▶ [Data supplied]:
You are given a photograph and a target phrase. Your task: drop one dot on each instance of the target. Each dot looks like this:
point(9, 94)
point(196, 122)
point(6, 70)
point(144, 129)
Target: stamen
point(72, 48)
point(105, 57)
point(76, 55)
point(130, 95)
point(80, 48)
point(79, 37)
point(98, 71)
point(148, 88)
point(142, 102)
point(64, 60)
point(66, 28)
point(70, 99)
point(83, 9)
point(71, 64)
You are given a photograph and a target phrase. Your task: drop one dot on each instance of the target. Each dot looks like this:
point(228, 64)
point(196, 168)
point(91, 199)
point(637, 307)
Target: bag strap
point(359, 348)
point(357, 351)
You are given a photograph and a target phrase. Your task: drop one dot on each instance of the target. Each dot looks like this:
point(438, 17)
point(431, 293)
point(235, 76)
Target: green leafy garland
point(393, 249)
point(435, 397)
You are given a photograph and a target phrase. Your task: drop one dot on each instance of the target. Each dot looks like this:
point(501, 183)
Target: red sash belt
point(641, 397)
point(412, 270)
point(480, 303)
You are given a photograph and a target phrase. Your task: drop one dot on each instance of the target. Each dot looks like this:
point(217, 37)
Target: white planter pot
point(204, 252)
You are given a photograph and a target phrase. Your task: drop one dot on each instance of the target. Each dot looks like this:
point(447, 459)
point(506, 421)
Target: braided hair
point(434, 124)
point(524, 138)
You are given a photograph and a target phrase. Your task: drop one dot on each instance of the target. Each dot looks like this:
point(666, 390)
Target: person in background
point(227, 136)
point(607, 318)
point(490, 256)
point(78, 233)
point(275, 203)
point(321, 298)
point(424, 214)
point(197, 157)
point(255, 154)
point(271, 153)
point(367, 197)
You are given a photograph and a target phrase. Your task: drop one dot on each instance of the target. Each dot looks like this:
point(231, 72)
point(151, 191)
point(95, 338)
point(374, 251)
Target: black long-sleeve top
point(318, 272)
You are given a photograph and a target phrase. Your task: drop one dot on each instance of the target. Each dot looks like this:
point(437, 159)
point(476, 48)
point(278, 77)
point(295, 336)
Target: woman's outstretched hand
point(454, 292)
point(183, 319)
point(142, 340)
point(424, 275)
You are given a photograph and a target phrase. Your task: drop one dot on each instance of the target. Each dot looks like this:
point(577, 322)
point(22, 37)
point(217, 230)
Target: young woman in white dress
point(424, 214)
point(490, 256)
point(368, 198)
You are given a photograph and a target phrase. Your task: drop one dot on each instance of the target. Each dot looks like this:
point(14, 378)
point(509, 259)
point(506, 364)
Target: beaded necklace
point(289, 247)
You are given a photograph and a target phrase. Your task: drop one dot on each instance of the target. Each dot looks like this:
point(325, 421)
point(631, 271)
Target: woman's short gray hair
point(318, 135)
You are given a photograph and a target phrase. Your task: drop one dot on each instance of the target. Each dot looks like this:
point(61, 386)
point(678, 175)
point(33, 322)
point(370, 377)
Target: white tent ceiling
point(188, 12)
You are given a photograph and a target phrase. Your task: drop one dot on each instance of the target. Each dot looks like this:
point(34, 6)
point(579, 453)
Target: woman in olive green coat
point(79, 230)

▶ [What this task involves]: Copy, character for character, the lines from the line that holds "Target: young woman in white dress" through the final line of the records above.

▶ [Your solution]:
Target: young woman in white dress
point(424, 214)
point(490, 256)
point(368, 198)
You are given a photograph and a target phrase. Your task: drop one dot on each instance of the target. Each dot looks like this:
point(14, 378)
point(509, 259)
point(506, 364)
Target: beaded necklace
point(289, 247)
You are given a photograph and a target phrase. Your task: drop one dot on each instance of the target. Each dot looks like this:
point(325, 421)
point(631, 271)
Target: woman's short gray hair
point(318, 135)
You are given a photograph and a target phrase. Your task: drop one dot on each instance of the target. Each dot looks like this:
point(61, 386)
point(678, 175)
point(33, 322)
point(370, 377)
Target: white tent ceiling
point(188, 12)
You are given a photograph and a target phrase. Your task: drop one dot on each instance of the target. Each dot looks like this:
point(34, 6)
point(579, 453)
Target: woman in olive green coat
point(79, 230)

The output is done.